### Given task a:
Turn the records, starting with the line containing "Two rules. Place a point on every instance of the white" and continuing through the end of the records, into a numbered list with blank lines omitted.

### Source excerpt:
========================
Circa 2005
As President George Herbert Walker Bush lifted the pen after signing his name, the 41st president looked across the south lawn of the White House and saw thousands of men and women legally set free. When the ink dried on the Americans with Disabilities Act (ADA), for the first time people with disabilities were protected from discrimination on the job, on the street and even on the phone by an encompassing piece of legislation.
The ADA, signed into law on July 26, 1990, banned discrimination based on disability and provided civil rights for the now more than 50 million Americans who live with a disability. It guaranteed equal opportunities for people with disabilities in areas of employment, public accommodation, transportation, government services and telecommunications.
The act became the modern-day freedom flag for this group of dispossessed Americans. Instead of Thomas Jefferson, John Hancock, Benjamin Franklin and Benjamin Harrison, the disability movement had leaders like Justin Dart, Evan Kemp, Patrisha Wright and Senator Tom Harkin pushing the cause. Instead of Martin Luther King Jr., Rosa Parks and Medgar Evers, this time Judith Heumann, Hugh Gallagher and Robert Burgdorf spoke out to make a difference. Tony Coelho, Fred Fay, Paul Longmore, Frank Bowe and Ed Roberts joined a long list of other advocates to help the ADA take its place among the nation’s landmark freedom documents such as the Declaration of Independence, the Emancipation Proclamation, and the Civil Rights Act of 1964.
As with its history-changing predecessors, promoting, lobbying, drafting and passing the ADA was, needless to say, a feat. But like all challenges, it brought a reward. Substantial progress toward independence and equality are celebrated now with its 15th anniversary.
WHERE WE CAME FROM
The 19th century saw few organizations with equality for people with disabilities as their focus, although the founding of the American School for the Deaf in 1817 was a crucial milestone acknowledging the importance of access to education and literacy. By 1880, the National Association for the Deaf was formed. Other organizations followed during the early 20th century as advocacy groups. Activists pushed for state workers’ compensation programs, and by 1919, forty-three states had established some form of workers’ compensation.
Following World War I, legislation such as the National Defense Act, the Smith-Hughes Act and the Soldier’s Rehabilitation Act authorized vocational services as the nation acknowledged in legislation its obligation to people injured in service of their country. In 1920, the Citizen’s Rehabilitation Act expanded some vocational guidance and placement services more broadly to all Americans with physical disabilities.
========================
Records in a dataset
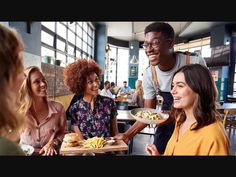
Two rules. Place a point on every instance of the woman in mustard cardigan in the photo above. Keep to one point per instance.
(199, 129)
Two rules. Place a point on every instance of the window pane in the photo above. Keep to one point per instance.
(61, 57)
(89, 41)
(85, 27)
(206, 51)
(79, 31)
(78, 54)
(71, 37)
(122, 66)
(49, 25)
(78, 42)
(64, 23)
(84, 47)
(61, 30)
(46, 52)
(47, 38)
(61, 45)
(85, 36)
(70, 50)
(194, 49)
(71, 26)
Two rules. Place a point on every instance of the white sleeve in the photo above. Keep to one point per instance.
(148, 87)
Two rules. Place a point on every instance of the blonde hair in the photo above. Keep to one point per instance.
(26, 94)
(11, 48)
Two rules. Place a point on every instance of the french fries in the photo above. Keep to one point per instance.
========================
### Given task b:
List every area in which, according to the text on the Americans with Disabilities Act above, the act guaranteed equal opportunities for people with disabilities.

### Correct answer a:
1. Two rules. Place a point on every instance of the white sleeve in the photo above. Keep to one point per instance.
2. (148, 87)
3. Two rules. Place a point on every instance of the blonde hair in the photo above. Keep to one point per instance.
4. (26, 94)
5. (11, 48)
6. Two rules. Place a point on every instance of the french fries in the photo above. Keep to one point per instance.

### Correct answer b:
- Employment
- Public accommodation
- Transportation
- Government services
- Telecommunications